> Teks Sumber
§ §

Skip to main content

Pembatal-pembatal shalat dan apa-apa yang diharamkan di dalamnya


Telah kita ketahui bersama bahwa shalat merupakan ibadah yang diaksanakan dengan ucapan dan gerakan yang khusus, dalam pelaksanaan shalat kita wajib memenuhi syarat-syaratnya, begitu juga rukun-rukunnya harus mengikuti Rasulullah Shallallahu ‘alaihi wasallam, sebagaimana dalam sabda beliau, “Shalatlah kalian sebagaimana kalian melihatku melaksanakan shalat.”

Oleh karena itu, maka barang siapa yang melakasanakan shalat tapi tidak memenuhi syarat dan rukunnya, shalatnya dianggap batal dan ia wajib mengulanginya kembali. Selain itu pula disana ada faktor-faktor lain yang membatalkan shalat diantaranya adalah;
1.    Berbicara
Yaitu mengucapkan dua kata atau lebih, atau dengan satu kata yang bisa dipahami. Telah dikhabarkan dari Zaid bin arqam ia berkata, “Suatu ketika kami berbicara dalam shalat, yaitu ada seseorang yang berbicara dengan temannya yang berada disampingnya, sehingga turun ayat, “Dan laksanakanlah shalat karena Allah dengan khusyu’”.(al Baqarah:238), maka kemudian kami disuruh diam dan dilarang berbicara.” (H.R Jamaah)
Diantara yang membatalkan shalat juga adalah berdehem tanpa udzur dengan dua kata atau lebih atau merintih, menangis, dan mengaduh. Kecuali jika sakit atau karena takut akan siksa Allah Subhanahu wata’ala.
Termasuk juga jika ia menjawab orang yang bersin, bershalawat kepada Nabi Shalallahu ‘alaihi wasallam di selain tasyahud, menjawab salam, dan doa yang menyerupai perkataan manusia.
Hanafiah berpendapat bahwa berbicara termasuk pembatal shalat, baik karena disengaja, lupa, bodoh, salah, atau dipaksa, begitu juga meniup sesutau dalam shalat, ia akan membatalkan shalat, jika sampai terdengar suaranya dan terdiri dari dua kata, karena ia termasuk perkataan. Sebagaimana perkataan Ibnu Abbas,meniup dalam shalat sama dengan perkataan.”

§ §

> Bahan yang Disediakan

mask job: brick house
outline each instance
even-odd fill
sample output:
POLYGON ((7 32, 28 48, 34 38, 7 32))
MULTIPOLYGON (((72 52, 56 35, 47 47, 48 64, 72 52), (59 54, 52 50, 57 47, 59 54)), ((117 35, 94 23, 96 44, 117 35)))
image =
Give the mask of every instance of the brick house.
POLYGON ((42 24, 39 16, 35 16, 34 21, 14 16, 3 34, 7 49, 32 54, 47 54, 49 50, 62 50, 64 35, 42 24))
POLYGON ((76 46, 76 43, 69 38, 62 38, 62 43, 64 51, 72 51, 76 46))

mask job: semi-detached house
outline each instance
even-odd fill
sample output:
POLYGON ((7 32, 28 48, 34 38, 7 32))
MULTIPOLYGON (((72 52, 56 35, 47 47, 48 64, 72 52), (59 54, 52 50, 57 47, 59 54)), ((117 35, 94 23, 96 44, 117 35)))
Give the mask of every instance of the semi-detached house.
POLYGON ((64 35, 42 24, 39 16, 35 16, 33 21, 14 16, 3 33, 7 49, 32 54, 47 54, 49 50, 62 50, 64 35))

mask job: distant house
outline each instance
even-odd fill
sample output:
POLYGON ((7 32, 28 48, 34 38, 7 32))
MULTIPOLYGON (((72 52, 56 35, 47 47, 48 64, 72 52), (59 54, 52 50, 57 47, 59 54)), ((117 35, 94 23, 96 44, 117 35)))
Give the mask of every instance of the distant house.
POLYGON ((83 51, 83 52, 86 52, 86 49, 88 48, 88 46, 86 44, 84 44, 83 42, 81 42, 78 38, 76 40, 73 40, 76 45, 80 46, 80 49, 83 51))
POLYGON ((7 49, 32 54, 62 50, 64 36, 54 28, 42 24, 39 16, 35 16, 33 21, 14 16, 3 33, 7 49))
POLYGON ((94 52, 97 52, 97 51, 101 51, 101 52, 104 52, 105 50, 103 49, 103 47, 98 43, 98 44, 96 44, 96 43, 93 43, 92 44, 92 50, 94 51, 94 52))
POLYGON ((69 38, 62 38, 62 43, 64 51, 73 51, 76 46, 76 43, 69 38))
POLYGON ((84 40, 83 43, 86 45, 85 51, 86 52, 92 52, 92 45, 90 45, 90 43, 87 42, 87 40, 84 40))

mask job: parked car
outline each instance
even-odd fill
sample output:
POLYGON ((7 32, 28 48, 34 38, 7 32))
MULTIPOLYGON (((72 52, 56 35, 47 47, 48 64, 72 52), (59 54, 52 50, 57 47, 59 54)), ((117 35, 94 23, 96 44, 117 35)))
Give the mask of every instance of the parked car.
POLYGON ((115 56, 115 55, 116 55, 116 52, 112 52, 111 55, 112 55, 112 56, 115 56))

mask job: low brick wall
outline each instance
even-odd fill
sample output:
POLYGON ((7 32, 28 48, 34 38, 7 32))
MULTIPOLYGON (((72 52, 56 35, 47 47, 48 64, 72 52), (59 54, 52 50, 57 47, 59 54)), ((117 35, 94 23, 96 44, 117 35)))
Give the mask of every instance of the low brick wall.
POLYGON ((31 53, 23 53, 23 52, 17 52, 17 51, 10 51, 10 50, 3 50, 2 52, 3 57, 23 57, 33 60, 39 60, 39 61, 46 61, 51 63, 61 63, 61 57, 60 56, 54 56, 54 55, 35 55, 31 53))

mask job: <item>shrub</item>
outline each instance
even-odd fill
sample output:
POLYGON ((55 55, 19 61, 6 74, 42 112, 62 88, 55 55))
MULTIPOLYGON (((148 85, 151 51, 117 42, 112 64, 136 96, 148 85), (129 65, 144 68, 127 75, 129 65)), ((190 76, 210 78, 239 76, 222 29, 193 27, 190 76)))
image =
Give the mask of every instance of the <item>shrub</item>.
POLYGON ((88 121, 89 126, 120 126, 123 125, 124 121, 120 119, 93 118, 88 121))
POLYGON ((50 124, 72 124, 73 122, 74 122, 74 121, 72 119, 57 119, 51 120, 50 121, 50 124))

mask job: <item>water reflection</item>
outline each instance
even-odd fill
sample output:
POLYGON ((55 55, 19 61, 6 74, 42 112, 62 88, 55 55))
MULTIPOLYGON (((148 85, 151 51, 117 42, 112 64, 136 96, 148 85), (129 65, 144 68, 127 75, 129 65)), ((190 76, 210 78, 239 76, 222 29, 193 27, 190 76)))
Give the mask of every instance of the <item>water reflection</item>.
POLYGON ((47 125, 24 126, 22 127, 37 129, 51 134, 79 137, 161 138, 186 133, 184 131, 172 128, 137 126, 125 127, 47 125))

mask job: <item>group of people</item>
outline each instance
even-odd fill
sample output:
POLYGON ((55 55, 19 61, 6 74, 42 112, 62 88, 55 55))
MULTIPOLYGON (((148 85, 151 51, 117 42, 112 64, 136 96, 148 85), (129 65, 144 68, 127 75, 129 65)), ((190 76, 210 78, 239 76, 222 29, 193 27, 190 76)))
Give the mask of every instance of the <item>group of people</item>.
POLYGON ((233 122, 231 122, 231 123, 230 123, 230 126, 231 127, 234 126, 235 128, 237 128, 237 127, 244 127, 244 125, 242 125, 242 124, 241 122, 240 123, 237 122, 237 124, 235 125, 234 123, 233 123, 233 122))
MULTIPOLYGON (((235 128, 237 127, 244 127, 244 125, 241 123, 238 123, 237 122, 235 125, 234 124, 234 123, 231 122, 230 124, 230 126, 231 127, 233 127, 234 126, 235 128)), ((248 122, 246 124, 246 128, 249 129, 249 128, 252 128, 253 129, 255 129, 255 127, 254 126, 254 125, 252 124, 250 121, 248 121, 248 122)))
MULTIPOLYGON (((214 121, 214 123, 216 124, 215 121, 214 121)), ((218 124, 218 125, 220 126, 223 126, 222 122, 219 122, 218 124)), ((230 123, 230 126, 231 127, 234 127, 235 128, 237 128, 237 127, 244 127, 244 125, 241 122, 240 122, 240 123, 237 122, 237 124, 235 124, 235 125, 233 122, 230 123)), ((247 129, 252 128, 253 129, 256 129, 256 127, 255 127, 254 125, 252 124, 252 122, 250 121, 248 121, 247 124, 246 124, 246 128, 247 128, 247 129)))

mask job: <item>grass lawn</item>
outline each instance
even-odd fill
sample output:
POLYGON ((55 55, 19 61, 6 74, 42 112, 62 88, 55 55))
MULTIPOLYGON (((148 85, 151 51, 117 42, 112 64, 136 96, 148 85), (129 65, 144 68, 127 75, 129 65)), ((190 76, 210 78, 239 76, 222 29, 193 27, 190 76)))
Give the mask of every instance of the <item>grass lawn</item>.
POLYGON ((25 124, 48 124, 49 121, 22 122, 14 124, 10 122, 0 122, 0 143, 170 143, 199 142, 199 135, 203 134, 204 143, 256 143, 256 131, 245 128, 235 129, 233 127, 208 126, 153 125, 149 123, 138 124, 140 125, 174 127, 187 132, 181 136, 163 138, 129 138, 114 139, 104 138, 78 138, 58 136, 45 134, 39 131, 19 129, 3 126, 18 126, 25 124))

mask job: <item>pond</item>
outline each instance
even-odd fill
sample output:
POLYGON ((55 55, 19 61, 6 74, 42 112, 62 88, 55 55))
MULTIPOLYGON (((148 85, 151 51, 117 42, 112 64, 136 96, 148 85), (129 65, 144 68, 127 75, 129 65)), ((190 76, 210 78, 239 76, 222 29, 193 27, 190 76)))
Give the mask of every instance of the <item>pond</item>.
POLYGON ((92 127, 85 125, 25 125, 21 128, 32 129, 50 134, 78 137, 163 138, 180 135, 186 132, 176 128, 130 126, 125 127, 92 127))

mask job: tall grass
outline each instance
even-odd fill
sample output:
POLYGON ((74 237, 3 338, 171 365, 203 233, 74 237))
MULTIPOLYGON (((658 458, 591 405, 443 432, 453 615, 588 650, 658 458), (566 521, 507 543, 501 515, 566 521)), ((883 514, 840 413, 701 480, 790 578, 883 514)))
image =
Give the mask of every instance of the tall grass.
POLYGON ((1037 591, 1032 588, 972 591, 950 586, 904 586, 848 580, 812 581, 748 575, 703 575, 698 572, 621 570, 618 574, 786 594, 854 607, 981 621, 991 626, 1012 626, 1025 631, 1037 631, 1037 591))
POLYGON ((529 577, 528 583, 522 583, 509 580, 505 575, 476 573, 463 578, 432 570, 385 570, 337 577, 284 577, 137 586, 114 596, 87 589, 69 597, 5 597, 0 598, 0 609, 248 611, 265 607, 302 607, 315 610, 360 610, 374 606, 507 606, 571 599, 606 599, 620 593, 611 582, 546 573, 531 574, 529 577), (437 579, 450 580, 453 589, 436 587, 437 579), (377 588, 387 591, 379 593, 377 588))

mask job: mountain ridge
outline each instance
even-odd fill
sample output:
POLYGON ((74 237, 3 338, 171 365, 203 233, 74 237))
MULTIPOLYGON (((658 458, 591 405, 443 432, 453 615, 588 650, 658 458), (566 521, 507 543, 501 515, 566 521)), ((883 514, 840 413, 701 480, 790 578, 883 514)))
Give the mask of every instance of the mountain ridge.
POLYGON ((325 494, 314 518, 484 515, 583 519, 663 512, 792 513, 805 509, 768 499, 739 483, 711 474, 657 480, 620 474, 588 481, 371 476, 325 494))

§ §

> Instruksi Tugas
Bisakah Anda menulis ulang paragraf yang diawali "Termasuk juga jika ia menjawab" dari teks tentang pembatal shalat menjadi daftar singkat tanpa menghilangkan fakta utamanya? Entri-entri ini adalah bahan tersendiri yang terpisah dari teks sumber.

> Jawaban Tugas
Hal-hal lain yang juga membatalkan shalat:
- menjawab orang yang bersin
- bershalawat kepada Nabi di luar tasyahud
- menjawab salam
- berdoa dengan doa yang menyerupai perkataan manusia